== Given information ==
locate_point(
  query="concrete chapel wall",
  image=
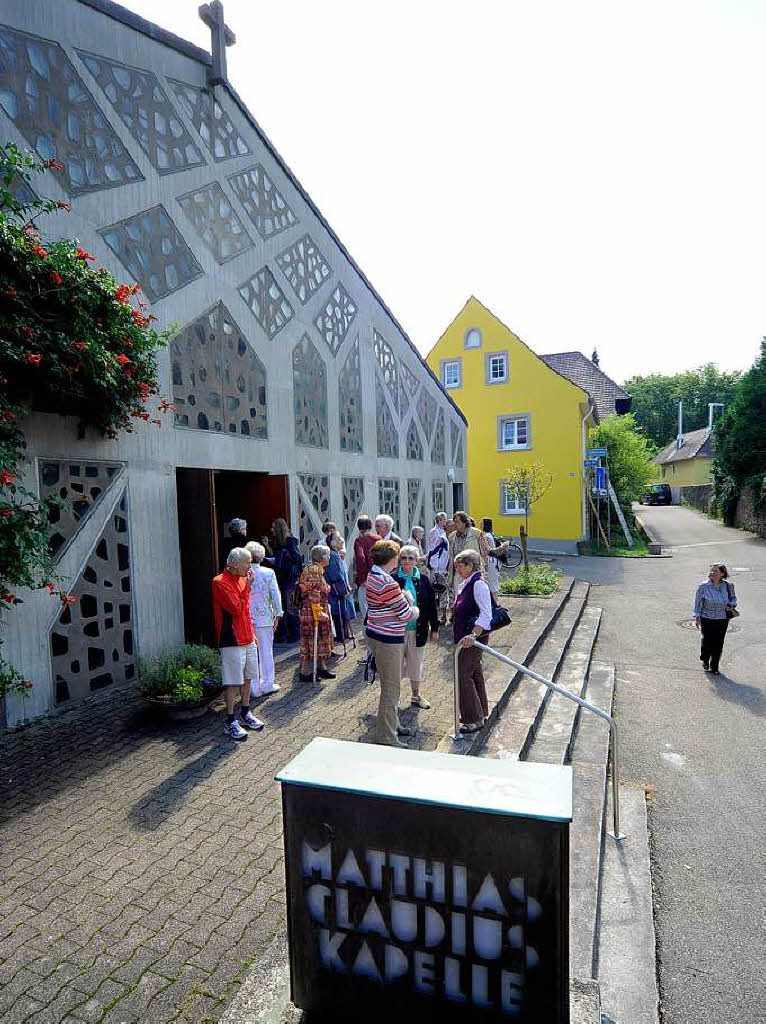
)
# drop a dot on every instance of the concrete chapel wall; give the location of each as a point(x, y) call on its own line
point(209, 244)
===
◆ Exercise instructions ◆
Copy the data in full. No pictures belong in the copy.

◆ Solution to this task ◆
locate_point(
  query="concrete chapel wall",
  image=
)
# drop a dot on every instance of the concrete chapel wall; give the location of each as a point(x, y) call on its own line
point(209, 244)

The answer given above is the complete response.